Stored data
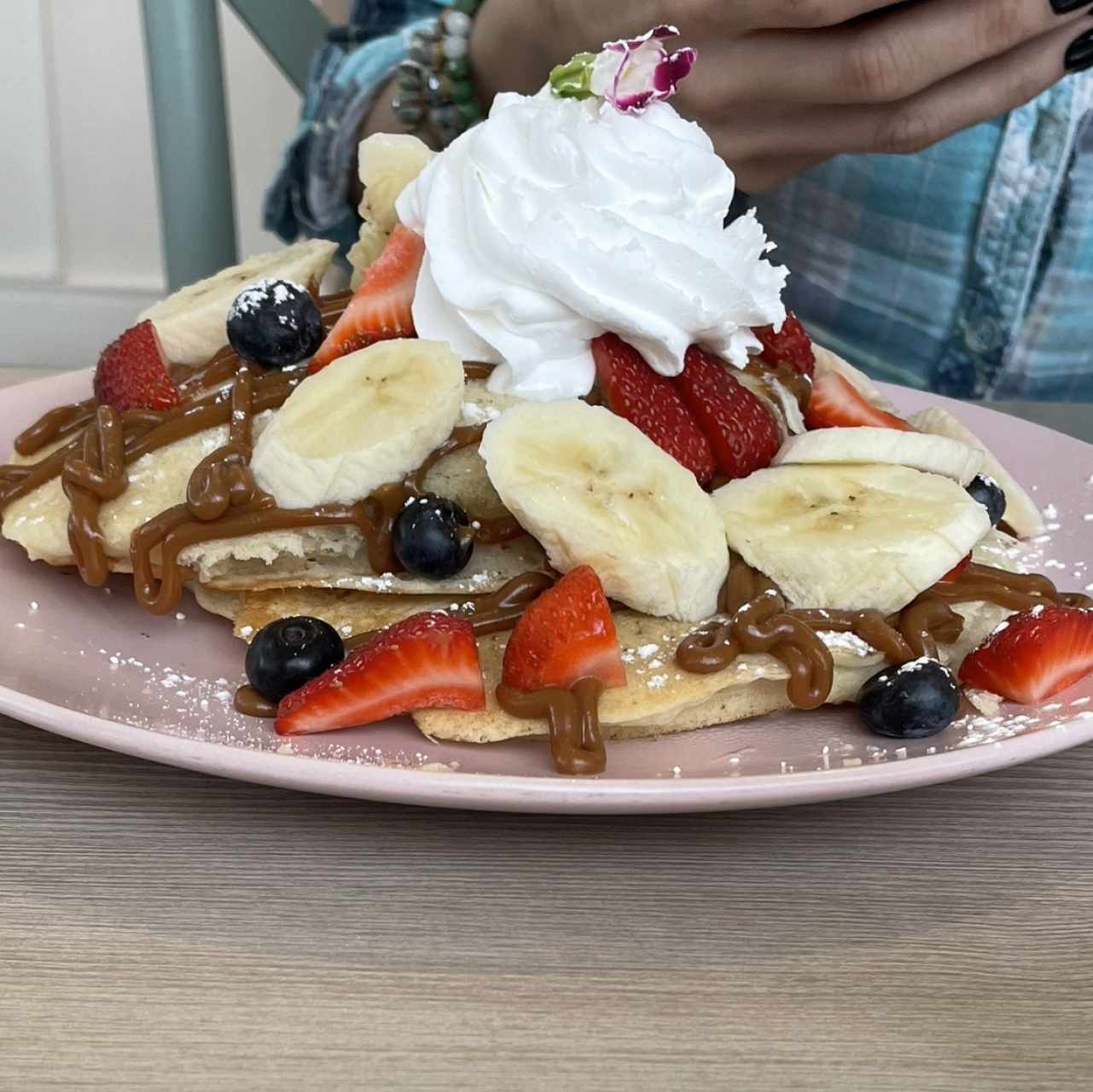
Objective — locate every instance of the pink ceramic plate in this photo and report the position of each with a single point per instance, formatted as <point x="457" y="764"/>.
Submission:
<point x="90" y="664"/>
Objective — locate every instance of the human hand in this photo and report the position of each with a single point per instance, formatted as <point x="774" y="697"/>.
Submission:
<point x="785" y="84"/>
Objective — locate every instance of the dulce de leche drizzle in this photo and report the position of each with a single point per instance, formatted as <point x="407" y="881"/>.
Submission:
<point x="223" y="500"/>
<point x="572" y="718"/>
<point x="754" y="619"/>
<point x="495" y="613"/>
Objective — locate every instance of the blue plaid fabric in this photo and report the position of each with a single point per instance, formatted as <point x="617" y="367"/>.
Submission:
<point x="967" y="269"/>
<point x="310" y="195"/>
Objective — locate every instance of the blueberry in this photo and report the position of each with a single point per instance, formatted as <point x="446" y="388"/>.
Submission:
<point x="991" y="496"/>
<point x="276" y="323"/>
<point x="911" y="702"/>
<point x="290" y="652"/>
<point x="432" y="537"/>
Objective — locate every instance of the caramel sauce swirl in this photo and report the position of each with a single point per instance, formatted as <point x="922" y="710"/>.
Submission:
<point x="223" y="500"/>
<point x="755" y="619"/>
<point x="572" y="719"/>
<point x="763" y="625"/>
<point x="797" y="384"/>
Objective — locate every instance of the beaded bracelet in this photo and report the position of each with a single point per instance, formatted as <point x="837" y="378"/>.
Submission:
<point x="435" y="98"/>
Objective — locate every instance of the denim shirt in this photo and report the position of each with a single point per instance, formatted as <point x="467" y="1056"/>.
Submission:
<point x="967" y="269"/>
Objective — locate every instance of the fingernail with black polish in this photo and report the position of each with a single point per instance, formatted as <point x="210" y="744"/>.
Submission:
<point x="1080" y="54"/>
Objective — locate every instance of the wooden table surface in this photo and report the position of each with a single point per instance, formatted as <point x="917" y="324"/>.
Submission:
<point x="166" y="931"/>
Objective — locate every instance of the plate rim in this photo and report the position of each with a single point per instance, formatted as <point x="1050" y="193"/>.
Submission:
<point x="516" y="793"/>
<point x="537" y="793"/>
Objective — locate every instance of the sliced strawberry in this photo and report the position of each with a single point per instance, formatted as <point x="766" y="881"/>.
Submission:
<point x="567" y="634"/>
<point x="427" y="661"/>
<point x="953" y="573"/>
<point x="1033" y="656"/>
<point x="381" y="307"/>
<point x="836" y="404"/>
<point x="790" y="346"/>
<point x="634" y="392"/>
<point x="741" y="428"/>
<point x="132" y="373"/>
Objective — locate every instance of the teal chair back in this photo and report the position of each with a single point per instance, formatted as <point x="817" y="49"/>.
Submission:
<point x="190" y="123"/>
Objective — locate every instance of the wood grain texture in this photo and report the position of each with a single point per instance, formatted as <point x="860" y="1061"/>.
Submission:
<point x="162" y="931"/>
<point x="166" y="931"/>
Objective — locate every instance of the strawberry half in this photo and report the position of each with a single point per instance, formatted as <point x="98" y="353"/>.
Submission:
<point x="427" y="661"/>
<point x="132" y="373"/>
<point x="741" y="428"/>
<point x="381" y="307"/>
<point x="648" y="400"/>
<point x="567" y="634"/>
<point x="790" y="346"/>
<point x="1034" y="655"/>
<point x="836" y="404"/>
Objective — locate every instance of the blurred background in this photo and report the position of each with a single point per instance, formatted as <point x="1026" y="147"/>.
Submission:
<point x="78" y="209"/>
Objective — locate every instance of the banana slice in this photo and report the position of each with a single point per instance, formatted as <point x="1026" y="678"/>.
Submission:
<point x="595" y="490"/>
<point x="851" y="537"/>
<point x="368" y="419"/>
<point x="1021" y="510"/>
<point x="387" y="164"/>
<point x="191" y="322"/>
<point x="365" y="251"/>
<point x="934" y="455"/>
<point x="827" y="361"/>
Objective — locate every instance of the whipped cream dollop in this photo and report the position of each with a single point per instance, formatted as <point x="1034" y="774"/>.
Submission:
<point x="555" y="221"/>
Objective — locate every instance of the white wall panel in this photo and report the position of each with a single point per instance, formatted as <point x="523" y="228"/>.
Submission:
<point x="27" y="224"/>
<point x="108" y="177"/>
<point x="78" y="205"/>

---

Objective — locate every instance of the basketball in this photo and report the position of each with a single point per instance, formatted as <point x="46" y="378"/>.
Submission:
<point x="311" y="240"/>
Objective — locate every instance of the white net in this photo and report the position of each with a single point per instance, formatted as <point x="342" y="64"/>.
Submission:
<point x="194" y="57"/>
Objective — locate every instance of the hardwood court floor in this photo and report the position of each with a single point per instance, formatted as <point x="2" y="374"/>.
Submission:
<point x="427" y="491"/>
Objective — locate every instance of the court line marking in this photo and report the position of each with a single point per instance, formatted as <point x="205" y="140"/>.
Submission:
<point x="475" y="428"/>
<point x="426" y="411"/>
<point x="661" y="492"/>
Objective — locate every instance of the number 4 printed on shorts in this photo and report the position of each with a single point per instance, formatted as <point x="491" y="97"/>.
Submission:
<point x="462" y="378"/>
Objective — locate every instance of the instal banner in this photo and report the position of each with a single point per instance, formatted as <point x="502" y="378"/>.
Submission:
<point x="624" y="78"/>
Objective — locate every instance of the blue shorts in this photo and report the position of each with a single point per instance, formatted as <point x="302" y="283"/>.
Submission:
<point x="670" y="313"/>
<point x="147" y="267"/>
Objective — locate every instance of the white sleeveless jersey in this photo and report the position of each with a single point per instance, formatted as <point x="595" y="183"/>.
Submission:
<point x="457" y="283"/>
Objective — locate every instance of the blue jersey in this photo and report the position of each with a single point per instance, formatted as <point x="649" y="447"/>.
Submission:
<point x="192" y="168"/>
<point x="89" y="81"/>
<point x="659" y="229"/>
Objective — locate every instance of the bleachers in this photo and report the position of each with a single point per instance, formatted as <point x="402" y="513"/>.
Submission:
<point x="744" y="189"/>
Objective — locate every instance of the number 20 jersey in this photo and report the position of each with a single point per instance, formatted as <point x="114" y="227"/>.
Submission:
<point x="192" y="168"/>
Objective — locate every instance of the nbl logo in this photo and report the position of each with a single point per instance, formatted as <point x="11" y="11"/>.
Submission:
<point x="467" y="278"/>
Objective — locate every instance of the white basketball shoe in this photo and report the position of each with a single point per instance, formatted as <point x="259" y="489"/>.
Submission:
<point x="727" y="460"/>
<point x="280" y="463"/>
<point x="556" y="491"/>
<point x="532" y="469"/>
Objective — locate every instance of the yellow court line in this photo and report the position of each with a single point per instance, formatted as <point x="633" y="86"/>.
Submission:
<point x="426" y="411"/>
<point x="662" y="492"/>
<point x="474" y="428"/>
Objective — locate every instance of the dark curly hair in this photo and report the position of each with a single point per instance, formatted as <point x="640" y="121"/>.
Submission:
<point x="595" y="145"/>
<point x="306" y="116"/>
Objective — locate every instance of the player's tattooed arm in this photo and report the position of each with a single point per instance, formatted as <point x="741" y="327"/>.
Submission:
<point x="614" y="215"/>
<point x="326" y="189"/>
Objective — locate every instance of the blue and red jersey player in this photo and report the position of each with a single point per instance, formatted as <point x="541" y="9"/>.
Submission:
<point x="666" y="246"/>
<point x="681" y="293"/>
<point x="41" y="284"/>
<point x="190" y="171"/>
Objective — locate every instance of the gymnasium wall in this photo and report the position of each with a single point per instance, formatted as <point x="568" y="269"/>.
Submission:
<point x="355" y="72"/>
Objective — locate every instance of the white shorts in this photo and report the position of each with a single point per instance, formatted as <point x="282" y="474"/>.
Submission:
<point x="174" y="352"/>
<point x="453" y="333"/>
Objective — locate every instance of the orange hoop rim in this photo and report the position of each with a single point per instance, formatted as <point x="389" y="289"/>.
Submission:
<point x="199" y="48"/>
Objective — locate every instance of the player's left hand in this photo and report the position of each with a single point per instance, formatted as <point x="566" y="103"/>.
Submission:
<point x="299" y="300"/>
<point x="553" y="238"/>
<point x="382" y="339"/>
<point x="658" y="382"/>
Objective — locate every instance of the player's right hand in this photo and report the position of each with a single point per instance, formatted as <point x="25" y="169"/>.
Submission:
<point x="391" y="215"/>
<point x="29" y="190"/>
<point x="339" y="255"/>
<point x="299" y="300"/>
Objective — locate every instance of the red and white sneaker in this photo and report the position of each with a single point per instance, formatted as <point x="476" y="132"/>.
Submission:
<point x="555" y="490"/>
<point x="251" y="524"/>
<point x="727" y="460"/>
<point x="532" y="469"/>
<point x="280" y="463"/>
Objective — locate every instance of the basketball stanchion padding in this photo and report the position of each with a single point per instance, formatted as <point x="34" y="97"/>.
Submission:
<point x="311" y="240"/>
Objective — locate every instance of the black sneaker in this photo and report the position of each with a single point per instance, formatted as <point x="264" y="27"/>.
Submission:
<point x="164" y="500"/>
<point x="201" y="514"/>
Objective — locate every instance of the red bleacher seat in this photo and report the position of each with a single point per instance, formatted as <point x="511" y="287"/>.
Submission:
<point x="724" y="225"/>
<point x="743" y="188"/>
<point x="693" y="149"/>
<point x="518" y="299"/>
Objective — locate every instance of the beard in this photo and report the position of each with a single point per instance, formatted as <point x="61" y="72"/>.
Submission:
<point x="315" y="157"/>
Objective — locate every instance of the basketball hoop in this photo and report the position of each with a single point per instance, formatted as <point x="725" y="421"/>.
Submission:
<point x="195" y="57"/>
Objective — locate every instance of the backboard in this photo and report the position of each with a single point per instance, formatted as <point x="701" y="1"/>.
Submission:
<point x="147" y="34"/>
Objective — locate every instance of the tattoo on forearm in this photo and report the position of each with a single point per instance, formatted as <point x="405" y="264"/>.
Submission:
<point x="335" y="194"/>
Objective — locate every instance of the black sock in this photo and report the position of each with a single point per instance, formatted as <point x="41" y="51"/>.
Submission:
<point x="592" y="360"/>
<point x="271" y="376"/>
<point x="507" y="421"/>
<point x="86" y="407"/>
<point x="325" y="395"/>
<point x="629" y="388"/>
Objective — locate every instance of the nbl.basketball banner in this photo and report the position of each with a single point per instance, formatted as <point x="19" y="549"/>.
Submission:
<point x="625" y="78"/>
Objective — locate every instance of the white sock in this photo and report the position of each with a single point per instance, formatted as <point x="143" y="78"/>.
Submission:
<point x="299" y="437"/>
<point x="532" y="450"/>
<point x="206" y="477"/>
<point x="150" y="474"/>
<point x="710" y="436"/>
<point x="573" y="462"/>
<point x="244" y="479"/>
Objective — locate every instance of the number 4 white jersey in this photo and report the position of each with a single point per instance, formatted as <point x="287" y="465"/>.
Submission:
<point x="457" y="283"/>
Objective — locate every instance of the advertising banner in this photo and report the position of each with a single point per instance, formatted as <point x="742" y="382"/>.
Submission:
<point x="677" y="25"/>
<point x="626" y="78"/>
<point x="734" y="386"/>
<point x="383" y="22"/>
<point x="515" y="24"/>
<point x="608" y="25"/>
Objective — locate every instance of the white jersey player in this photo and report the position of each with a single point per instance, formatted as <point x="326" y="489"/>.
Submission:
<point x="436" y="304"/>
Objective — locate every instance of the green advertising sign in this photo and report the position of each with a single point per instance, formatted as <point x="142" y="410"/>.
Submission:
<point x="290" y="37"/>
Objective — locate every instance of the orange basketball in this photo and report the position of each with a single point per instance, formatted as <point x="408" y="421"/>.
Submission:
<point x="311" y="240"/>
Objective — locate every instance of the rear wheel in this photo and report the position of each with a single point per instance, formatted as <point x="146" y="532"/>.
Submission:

---

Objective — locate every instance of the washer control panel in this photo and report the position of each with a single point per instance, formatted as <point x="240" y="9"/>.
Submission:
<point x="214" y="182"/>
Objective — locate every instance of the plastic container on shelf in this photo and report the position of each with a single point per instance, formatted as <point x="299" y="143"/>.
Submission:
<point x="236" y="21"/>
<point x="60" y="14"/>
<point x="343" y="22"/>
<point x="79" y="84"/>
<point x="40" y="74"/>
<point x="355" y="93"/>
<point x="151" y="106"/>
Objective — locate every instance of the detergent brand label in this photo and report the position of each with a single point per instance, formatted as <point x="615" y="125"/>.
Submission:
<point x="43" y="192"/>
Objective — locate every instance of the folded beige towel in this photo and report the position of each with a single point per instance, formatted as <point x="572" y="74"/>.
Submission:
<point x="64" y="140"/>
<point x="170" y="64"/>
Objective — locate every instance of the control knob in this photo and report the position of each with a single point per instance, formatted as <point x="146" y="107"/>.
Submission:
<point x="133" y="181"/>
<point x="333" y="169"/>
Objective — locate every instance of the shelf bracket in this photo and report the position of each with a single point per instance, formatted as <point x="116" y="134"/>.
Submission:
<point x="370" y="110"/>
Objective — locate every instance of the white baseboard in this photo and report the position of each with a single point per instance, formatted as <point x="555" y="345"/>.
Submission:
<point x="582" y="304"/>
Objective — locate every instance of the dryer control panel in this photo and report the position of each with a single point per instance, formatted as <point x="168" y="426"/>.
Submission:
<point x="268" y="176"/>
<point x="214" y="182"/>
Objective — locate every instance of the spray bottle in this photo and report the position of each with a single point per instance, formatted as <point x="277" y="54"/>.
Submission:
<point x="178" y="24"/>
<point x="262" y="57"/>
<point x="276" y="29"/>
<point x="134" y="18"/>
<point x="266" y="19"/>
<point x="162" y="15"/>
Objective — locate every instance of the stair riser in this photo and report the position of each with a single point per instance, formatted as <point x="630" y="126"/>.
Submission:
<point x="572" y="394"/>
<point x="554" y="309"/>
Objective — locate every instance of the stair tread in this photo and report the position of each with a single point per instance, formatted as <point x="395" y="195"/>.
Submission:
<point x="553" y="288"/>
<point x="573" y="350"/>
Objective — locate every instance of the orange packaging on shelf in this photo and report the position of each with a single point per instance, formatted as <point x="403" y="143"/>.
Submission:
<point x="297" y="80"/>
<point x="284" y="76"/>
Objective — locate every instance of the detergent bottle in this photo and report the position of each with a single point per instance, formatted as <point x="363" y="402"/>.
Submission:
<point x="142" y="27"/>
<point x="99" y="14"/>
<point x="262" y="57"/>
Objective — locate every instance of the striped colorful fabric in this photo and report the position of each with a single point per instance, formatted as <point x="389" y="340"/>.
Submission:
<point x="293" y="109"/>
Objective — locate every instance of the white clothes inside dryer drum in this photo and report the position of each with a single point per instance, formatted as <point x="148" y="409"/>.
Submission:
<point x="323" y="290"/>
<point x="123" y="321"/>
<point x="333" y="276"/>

• **Task directions**: Select and copy out every line of the stored data above that contains the word "bottle".

• **Full output**:
Objective — locate every instance of the spray bottle in this photo and report the position of each with a single point per instance, formatted as <point x="277" y="54"/>.
Objective — locate every instance of the detergent bottle in this photo and report the position of each with a single point per instance, formatted as <point x="363" y="402"/>.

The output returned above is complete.